Answer these questions from the Nutch forum thread:
(a) What message does Remi get when running updatedb on the segments?
(b) Which command does Lewis suggest for getting a text file from the segments?
(c) How many URLs did Remi's seed contain?

## TEXT EXCERPT:
— BEGIN —

You are viewing a plain text version of this content. The canonical link for it is here.
Posted to user@nutch.apache.org by remi tassing <ta...@gmail.com> on 2012/01/31 10:22:51 UTC
From Nutch 1.2 to 1.4
Hi,
So I've finally decided to move to Nutch-1.4, it seems a lot faster.
The issue I had with executing versions greater than 1.2 on cygwin is
solved by the tip from Luis, thanks!
Now I have a couple of questions:
1. Are the segments backward compatible? I tried updatedb but I get
"skipping invalid segment"
2. With the same configuration, it seems Nutch-1.4 only fetches the
injected urls but nothing else. Is it smth else to configure?
[1]:
http://lucene.472066.n3.nabble.com/Problem-running-Nutch-on-Win-7-Cygwin-td3487163.html
From Nutch 1.2 to 1.4
Posted by remi tassing <ta...@gmail.com>.
Hi,
1. Freegen won't keep.the db_fetched and db_unfetched info, right?
2. I think it works. My seed was one URL, the first crawl was a
redirection, second crawling one page, 3rd onwards many pages
Remi
On Tuesday, January 31, 2012, Lewis John Mcgibbney <
lewis.mcgibbney@gmail.com> wrote:
> Hi Remi,
>
>
>>
>> 1. Are the segments backward compatible? I tried updatedb but I get
>> "skipping invalid segment"
>>
> In all honesty I've not tried this!
> Is it possible to use readseg -dump to get a text file then use freegen to
> generate new segments to fetch???
>
>
>> 2. With the same configuration, it seems Nutch-1.4 only fetches the
>> injected urls but nothing else. Is it smth else to configure?
>>
>> Can you be more specific please? I'm not sure what you mean, can you
> provide some log output or data relating to injected and fetched urls
> within the crawldb?
>
>
>
> --
> *Lewis*
>
Re: From Nutch 1.2 to 1.4
Posted by Lewis John Mcgibbney <le...@gmail.com>.
Hi Remi,
>
> 1. Are the segments backward compatible? I tried updatedb but I get
> "skipping invalid segment"
>
In all honesty I've not tried this!
Is it possible to use readseg -dump to get a text file then use freegen to
generate new segments to fetch???
> 2. With the same configuration, it seems Nutch-1.4 only fetches the
> injected urls but nothing else. Is it smth else to configure?
>
> Can you be more specific please? I'm not sure what you mean, can you
provide some log output or data relating to injected and fetched urls
within the crawldb?
--
*Lewis*

— END —

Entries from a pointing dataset
— BEGIN —

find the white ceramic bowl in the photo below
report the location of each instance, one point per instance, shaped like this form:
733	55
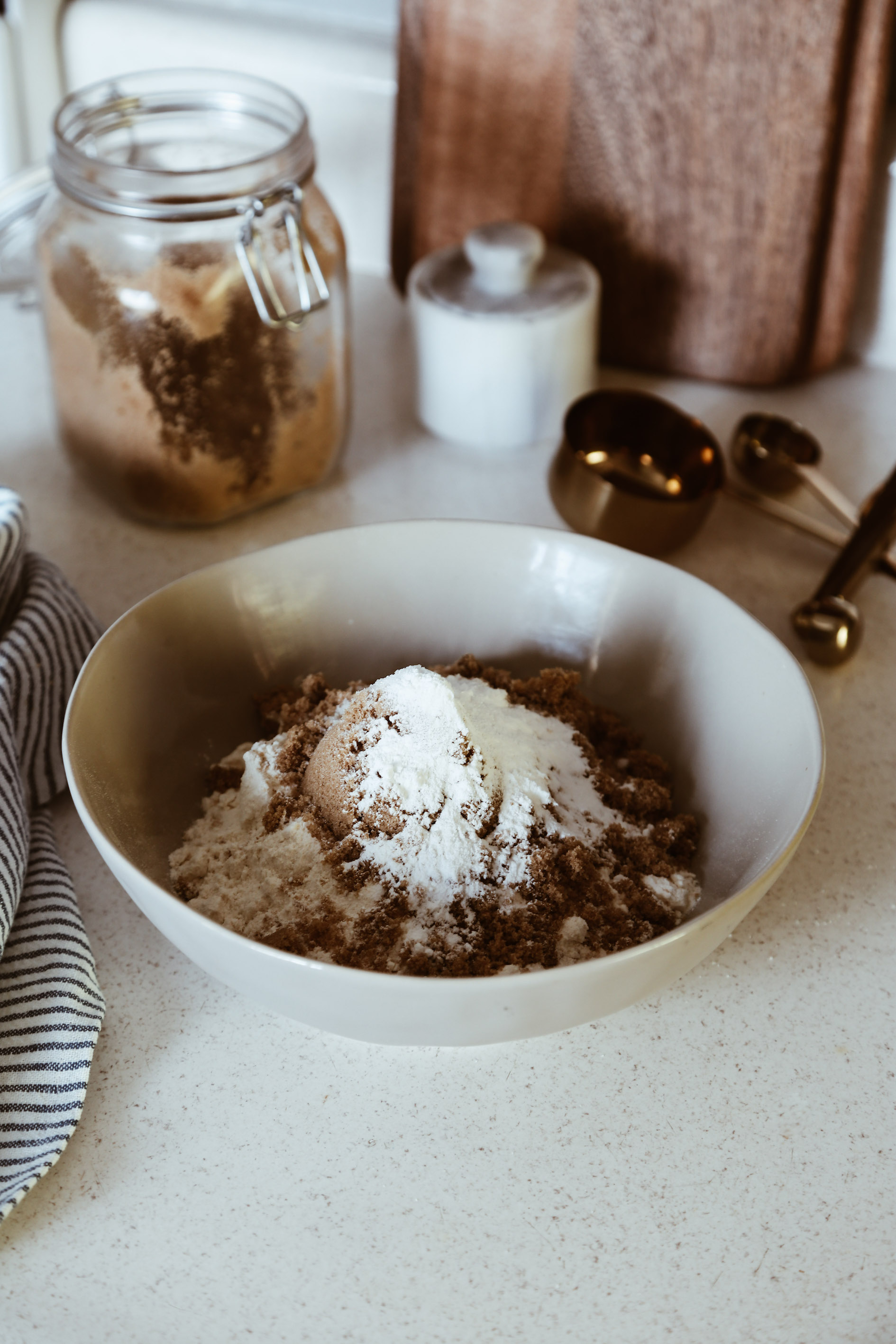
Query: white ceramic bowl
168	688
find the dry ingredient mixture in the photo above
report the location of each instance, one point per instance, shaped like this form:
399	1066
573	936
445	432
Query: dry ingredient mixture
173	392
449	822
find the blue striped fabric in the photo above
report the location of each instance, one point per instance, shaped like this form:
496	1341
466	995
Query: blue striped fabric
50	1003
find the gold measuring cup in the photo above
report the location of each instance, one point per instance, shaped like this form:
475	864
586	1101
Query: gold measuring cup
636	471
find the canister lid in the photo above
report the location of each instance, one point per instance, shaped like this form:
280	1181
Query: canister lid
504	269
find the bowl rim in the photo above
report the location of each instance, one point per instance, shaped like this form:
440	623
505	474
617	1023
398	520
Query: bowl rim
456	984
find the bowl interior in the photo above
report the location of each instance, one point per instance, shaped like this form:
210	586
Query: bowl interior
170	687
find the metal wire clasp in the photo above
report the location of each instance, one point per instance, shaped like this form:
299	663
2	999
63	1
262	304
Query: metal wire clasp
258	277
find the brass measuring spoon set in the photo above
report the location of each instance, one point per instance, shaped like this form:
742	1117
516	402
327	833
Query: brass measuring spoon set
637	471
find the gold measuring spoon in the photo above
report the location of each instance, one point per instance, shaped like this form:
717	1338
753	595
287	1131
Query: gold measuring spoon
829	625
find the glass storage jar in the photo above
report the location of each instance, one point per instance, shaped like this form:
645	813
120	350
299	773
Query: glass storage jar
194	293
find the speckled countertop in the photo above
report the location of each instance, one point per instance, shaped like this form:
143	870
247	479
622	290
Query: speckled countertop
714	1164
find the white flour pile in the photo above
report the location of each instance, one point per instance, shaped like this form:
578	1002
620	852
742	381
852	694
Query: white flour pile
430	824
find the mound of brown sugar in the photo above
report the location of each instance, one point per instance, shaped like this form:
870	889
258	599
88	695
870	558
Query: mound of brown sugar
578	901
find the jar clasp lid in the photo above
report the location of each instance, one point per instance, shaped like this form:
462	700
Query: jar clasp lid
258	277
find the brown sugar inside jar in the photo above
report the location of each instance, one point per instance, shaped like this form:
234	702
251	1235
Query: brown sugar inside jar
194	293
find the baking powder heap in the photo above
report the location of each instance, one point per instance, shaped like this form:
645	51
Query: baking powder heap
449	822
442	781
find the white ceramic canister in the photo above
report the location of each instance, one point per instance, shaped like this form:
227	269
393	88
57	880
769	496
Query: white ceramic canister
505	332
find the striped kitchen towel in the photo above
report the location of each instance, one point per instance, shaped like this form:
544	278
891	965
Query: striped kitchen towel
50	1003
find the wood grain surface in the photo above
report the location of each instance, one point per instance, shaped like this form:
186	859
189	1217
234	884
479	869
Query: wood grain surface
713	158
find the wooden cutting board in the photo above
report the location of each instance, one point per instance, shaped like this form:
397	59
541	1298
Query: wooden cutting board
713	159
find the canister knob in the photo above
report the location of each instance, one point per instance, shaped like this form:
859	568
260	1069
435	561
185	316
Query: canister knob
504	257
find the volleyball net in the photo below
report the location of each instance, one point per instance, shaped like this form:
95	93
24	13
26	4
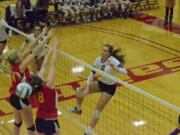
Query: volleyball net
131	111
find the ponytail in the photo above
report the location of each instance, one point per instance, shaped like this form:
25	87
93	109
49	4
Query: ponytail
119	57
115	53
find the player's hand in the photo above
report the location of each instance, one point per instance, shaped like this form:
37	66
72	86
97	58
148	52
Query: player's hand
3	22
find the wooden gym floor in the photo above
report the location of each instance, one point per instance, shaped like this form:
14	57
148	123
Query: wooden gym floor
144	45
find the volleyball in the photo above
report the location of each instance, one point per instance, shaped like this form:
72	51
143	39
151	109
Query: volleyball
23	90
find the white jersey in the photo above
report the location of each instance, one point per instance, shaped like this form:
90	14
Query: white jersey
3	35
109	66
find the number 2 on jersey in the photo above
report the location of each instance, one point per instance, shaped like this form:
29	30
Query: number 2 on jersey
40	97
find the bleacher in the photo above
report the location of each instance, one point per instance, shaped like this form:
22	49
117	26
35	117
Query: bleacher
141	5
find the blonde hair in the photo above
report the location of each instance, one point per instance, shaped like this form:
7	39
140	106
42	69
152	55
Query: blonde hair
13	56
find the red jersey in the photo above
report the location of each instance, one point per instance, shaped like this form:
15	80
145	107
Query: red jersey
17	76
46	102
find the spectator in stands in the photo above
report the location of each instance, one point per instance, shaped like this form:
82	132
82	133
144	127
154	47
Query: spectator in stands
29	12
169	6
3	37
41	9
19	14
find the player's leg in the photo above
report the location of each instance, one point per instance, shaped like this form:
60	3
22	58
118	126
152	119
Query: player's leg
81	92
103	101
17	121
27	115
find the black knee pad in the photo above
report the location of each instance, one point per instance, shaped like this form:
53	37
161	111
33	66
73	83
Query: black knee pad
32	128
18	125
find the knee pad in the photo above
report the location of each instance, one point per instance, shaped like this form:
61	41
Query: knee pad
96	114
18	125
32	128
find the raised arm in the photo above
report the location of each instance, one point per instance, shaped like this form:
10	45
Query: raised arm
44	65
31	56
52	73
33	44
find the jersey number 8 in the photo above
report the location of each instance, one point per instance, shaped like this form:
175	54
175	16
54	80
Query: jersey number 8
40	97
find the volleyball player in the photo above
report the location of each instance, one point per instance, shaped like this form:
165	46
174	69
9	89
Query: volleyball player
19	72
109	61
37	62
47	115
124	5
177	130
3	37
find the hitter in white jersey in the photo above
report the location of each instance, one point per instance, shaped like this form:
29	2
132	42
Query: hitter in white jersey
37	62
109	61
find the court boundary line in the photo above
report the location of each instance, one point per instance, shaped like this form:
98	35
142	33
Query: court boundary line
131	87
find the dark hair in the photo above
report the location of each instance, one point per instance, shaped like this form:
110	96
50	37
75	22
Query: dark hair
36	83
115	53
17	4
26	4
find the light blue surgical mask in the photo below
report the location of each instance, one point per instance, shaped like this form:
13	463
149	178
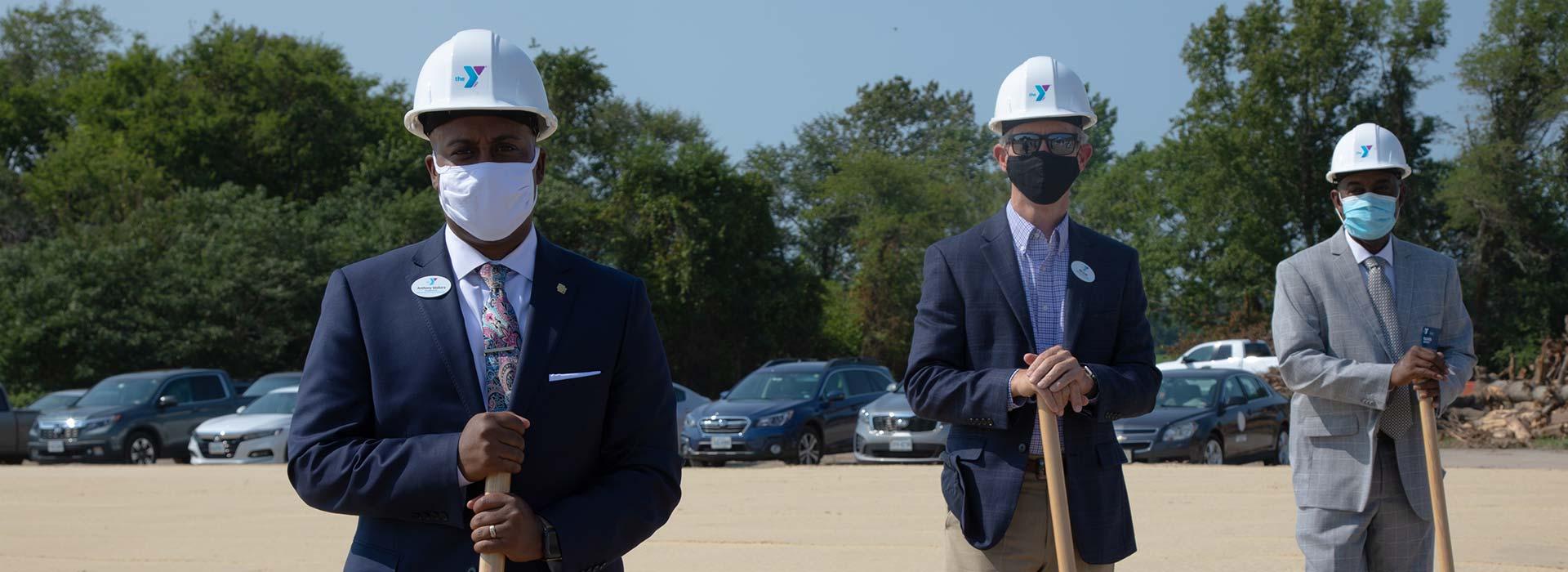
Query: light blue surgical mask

— END —

## FULL OUTPUT:
(a) "skipping invalid segment"
(b) readseg -dump
(c) One URL